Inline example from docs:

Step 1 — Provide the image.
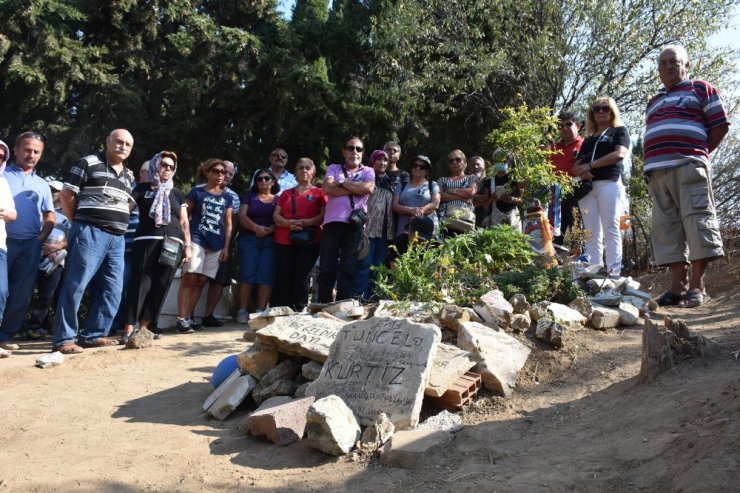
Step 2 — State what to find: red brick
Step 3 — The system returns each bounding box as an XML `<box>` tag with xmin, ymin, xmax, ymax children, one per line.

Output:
<box><xmin>426</xmin><ymin>371</ymin><xmax>481</xmax><ymax>411</ymax></box>
<box><xmin>249</xmin><ymin>397</ymin><xmax>315</xmax><ymax>445</ymax></box>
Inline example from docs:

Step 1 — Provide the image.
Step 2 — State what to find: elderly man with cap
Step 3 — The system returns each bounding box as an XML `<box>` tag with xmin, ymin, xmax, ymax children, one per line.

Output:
<box><xmin>53</xmin><ymin>129</ymin><xmax>134</xmax><ymax>354</ymax></box>
<box><xmin>0</xmin><ymin>132</ymin><xmax>54</xmax><ymax>350</ymax></box>
<box><xmin>25</xmin><ymin>178</ymin><xmax>71</xmax><ymax>340</ymax></box>
<box><xmin>0</xmin><ymin>140</ymin><xmax>16</xmax><ymax>358</ymax></box>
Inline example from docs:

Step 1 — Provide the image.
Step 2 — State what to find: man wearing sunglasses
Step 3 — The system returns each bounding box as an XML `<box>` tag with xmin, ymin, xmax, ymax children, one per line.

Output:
<box><xmin>52</xmin><ymin>129</ymin><xmax>134</xmax><ymax>354</ymax></box>
<box><xmin>644</xmin><ymin>45</ymin><xmax>730</xmax><ymax>308</ymax></box>
<box><xmin>0</xmin><ymin>132</ymin><xmax>55</xmax><ymax>350</ymax></box>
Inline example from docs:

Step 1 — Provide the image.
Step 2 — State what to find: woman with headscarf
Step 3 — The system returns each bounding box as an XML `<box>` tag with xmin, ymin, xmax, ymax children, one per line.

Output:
<box><xmin>354</xmin><ymin>150</ymin><xmax>400</xmax><ymax>301</ymax></box>
<box><xmin>0</xmin><ymin>140</ymin><xmax>17</xmax><ymax>358</ymax></box>
<box><xmin>573</xmin><ymin>97</ymin><xmax>630</xmax><ymax>278</ymax></box>
<box><xmin>272</xmin><ymin>157</ymin><xmax>326</xmax><ymax>312</ymax></box>
<box><xmin>123</xmin><ymin>151</ymin><xmax>191</xmax><ymax>342</ymax></box>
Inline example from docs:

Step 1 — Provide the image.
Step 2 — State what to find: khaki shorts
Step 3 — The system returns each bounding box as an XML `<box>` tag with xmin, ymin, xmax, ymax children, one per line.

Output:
<box><xmin>648</xmin><ymin>163</ymin><xmax>724</xmax><ymax>265</ymax></box>
<box><xmin>182</xmin><ymin>243</ymin><xmax>221</xmax><ymax>279</ymax></box>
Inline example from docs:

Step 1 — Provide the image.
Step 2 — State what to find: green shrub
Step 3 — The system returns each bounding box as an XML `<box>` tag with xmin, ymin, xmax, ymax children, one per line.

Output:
<box><xmin>375</xmin><ymin>225</ymin><xmax>536</xmax><ymax>306</ymax></box>
<box><xmin>493</xmin><ymin>265</ymin><xmax>586</xmax><ymax>304</ymax></box>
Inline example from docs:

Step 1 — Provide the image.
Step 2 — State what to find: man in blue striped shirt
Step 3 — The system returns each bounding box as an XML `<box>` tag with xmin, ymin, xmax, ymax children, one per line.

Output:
<box><xmin>53</xmin><ymin>129</ymin><xmax>134</xmax><ymax>354</ymax></box>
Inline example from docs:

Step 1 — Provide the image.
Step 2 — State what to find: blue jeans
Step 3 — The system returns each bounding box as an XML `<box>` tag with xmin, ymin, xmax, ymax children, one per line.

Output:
<box><xmin>54</xmin><ymin>222</ymin><xmax>124</xmax><ymax>347</ymax></box>
<box><xmin>0</xmin><ymin>237</ymin><xmax>41</xmax><ymax>342</ymax></box>
<box><xmin>354</xmin><ymin>238</ymin><xmax>390</xmax><ymax>301</ymax></box>
<box><xmin>0</xmin><ymin>250</ymin><xmax>8</xmax><ymax>322</ymax></box>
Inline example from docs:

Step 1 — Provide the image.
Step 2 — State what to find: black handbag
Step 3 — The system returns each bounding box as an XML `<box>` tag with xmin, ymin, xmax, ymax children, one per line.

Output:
<box><xmin>288</xmin><ymin>188</ymin><xmax>316</xmax><ymax>245</ymax></box>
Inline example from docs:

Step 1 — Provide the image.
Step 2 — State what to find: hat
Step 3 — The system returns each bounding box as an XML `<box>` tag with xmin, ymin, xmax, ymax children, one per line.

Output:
<box><xmin>409</xmin><ymin>216</ymin><xmax>434</xmax><ymax>240</ymax></box>
<box><xmin>411</xmin><ymin>154</ymin><xmax>432</xmax><ymax>169</ymax></box>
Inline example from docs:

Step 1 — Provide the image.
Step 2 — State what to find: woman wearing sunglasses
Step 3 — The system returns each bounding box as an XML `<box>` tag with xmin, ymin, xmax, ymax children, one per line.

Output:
<box><xmin>573</xmin><ymin>97</ymin><xmax>630</xmax><ymax>278</ymax></box>
<box><xmin>318</xmin><ymin>137</ymin><xmax>375</xmax><ymax>303</ymax></box>
<box><xmin>177</xmin><ymin>158</ymin><xmax>234</xmax><ymax>334</ymax></box>
<box><xmin>237</xmin><ymin>168</ymin><xmax>280</xmax><ymax>320</ymax></box>
<box><xmin>437</xmin><ymin>149</ymin><xmax>481</xmax><ymax>233</ymax></box>
<box><xmin>393</xmin><ymin>154</ymin><xmax>440</xmax><ymax>236</ymax></box>
<box><xmin>123</xmin><ymin>151</ymin><xmax>191</xmax><ymax>342</ymax></box>
<box><xmin>271</xmin><ymin>157</ymin><xmax>326</xmax><ymax>312</ymax></box>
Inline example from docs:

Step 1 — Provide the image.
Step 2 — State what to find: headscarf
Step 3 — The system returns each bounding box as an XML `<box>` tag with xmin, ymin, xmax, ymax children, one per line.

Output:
<box><xmin>149</xmin><ymin>152</ymin><xmax>177</xmax><ymax>227</ymax></box>
<box><xmin>0</xmin><ymin>140</ymin><xmax>10</xmax><ymax>176</ymax></box>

▬▬▬

__WORK INSTRUCTIONS__: List each line of the records above that contains the string "what". Case counts.

__WORKED SOLUTION__:
Step 2 — State what to find: red brick
Step 2 — State what to find: elderly man with cap
Step 2 — State what to find: man wearing sunglasses
Step 2 — State what to find: woman with headscarf
Step 2 — State what to find: khaki shorts
Step 2 — State what to find: green shrub
Step 2 — State what to find: man in blue striped shirt
Step 2 — State what to find: blue jeans
Step 2 — State what to find: black handbag
Step 2 — State what to find: hat
Step 2 — State what to find: woman wearing sunglasses
Step 2 — State what to find: headscarf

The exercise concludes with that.